• [Exercise]
Switch "For this part of the lesson" to "In this section of the lesson" in every row below, and write all the lines out again with nothing else changed.

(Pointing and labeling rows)
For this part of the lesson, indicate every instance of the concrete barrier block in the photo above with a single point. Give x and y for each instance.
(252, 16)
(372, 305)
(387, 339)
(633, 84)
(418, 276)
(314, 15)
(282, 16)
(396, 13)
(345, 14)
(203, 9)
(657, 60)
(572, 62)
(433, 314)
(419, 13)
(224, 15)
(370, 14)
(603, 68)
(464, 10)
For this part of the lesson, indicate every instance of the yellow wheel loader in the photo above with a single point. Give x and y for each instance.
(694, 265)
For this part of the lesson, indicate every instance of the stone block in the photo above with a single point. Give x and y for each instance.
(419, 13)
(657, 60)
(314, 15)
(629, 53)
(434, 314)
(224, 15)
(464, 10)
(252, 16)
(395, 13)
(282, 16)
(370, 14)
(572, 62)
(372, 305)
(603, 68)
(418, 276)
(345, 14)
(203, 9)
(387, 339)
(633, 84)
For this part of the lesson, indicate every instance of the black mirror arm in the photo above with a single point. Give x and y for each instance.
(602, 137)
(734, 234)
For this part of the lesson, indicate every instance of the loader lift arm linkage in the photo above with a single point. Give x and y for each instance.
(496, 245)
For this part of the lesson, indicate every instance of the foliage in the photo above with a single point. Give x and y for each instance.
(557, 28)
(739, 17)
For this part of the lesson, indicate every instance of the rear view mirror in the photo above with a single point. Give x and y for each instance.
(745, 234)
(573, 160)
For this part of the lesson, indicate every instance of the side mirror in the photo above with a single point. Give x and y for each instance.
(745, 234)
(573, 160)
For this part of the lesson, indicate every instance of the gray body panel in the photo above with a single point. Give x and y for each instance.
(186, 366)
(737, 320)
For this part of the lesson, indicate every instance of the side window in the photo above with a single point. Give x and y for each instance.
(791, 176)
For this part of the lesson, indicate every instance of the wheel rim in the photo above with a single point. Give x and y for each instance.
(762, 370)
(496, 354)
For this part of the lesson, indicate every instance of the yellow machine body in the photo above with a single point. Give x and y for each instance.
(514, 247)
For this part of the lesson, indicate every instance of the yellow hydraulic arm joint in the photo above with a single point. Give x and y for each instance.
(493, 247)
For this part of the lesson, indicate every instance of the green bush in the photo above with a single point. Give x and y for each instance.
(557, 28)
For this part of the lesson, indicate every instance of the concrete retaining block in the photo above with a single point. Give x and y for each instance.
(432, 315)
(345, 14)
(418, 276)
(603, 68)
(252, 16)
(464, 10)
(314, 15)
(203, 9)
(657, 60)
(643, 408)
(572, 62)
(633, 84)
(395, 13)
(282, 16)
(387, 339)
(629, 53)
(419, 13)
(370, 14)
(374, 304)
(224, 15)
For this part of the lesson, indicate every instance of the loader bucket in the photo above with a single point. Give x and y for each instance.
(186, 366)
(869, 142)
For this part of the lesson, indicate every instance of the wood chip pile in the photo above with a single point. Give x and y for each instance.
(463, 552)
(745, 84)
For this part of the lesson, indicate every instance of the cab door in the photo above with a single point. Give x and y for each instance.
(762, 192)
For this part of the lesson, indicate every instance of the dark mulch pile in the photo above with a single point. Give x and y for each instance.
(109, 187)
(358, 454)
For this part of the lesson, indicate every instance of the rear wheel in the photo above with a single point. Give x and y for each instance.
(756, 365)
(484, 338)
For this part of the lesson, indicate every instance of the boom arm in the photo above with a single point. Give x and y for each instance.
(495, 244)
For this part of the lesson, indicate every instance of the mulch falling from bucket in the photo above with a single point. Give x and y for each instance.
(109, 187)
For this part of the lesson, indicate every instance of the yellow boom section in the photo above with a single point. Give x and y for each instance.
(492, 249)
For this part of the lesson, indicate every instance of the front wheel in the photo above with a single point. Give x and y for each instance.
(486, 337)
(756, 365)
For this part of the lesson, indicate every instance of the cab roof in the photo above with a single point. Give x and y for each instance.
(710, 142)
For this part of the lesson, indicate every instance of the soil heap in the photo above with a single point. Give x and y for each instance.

• [Solution below]
In this section of the lesson, indicate every instance of the concrete barrier block in the photo above with a single point. Give x and y for each instance.
(252, 16)
(372, 305)
(387, 339)
(633, 84)
(418, 276)
(314, 15)
(282, 16)
(396, 13)
(345, 14)
(203, 9)
(657, 60)
(572, 62)
(433, 314)
(419, 13)
(224, 15)
(370, 14)
(603, 68)
(464, 10)
In this section of the lesson, indicate every instance of the yellow wheel loader in the photo above with a single point. Give x and y for each instance.
(694, 265)
In this section of the lesson, indicate every instance of the stone block in the photo above with a single point. Give x and y for each instance.
(419, 13)
(657, 60)
(314, 15)
(629, 53)
(434, 314)
(224, 15)
(464, 10)
(252, 16)
(395, 13)
(282, 16)
(370, 14)
(572, 62)
(372, 305)
(603, 68)
(418, 276)
(345, 14)
(203, 9)
(387, 339)
(633, 84)
In this section of the lesson, indicate every instance of the black mirror arm in the photo above with a single point. Give x and y for each instance.
(602, 137)
(734, 234)
In this section of the lesson, indicate every instance of the loader lift arm linkage in the photo above with a single point. Give x and y for each instance.
(496, 245)
In this section of the lesson, indicate every instance of the foliage in the photo above with a single point. Give x and y for each instance.
(557, 28)
(739, 17)
In this section of the lesson, indicate every instance of the rear view mirror in the photo above with a single point. Give x and y for each instance.
(745, 234)
(573, 160)
In this section of the lesson, indicate every instance of the side mirror in the photo above with a single point. Give x and y for each instance.
(745, 234)
(573, 160)
In this section of the lesson, indicate every instance of the gray body panel in the photo above with a single point. Give x and y for each instance.
(186, 366)
(737, 320)
In this section of the lesson, indicate every instance of the side window in the photo above with a single point. Give x and y for each instance.
(791, 176)
In this section of the lesson, indicate every instance of the wheel rim in the photo above with a single point. Give x and y for each instance.
(762, 370)
(496, 354)
In this section of the lesson, indicate every instance of the yellow machine body in the photo above with a single point. Give x and y for each instance.
(514, 247)
In this section of the lesson, indicate every instance of the yellow hydraulic arm joint in the photo above with a single point. Give x and y for each instance.
(493, 247)
In this section of the lesson, indicate every instance of the green bush in the photo above with a single point. Give x and y for each instance.
(557, 28)
In this section of the lesson, indicate every instance of the concrete retaining block in the photo above with a single point. Give x and y for each instance.
(432, 315)
(345, 14)
(418, 276)
(603, 68)
(252, 16)
(464, 10)
(314, 15)
(203, 9)
(657, 60)
(643, 408)
(572, 62)
(633, 84)
(395, 13)
(282, 16)
(387, 339)
(629, 53)
(419, 13)
(370, 14)
(374, 304)
(224, 15)
In this section of the lesson, indicate every instance of the loader bucket in the photo above with a single point. Give x and y for each instance.
(186, 366)
(869, 142)
In this section of the lesson, indicate every instance of the wood chip pile in the photo above with a single point. Give x and y for each instance.
(463, 552)
(745, 84)
In this section of the lesson, indicate every instance of the cab door in the photo above with a single point. Give x and y for each instance.
(762, 192)
In this section of the lesson, indicate every instance of the dark mulch pile in the photo above with a single point. Give x and y for each instance.
(109, 187)
(358, 454)
In this section of the lesson, indicate every instance of the rear wheel in the photo above with a single point. Give x and y for each instance.
(756, 365)
(484, 338)
In this section of the lesson, indicate every instance of the boom arm in the photo above with a single point. Give x and y for each instance.
(495, 244)
In this section of the lesson, indicate every instance of the mulch falling from bucket in the photo above with a single point. Give x and y for each instance.
(109, 187)
In this section of the lesson, indicate every instance of the yellow boom section in the photo above with a single point. Give x and y for each instance.
(492, 249)
In this section of the lesson, indicate every instance of the front wheel in the photo above with a single point. Give x and y for each instance.
(486, 337)
(756, 365)
In this section of the lesson, indicate every instance of the cab roof in the photo above with a single point. Give x and y for each instance.
(710, 142)
In this section of the lesson, indicate every instance of the soil heap in the photo above with a single point. Give x and y for each instance.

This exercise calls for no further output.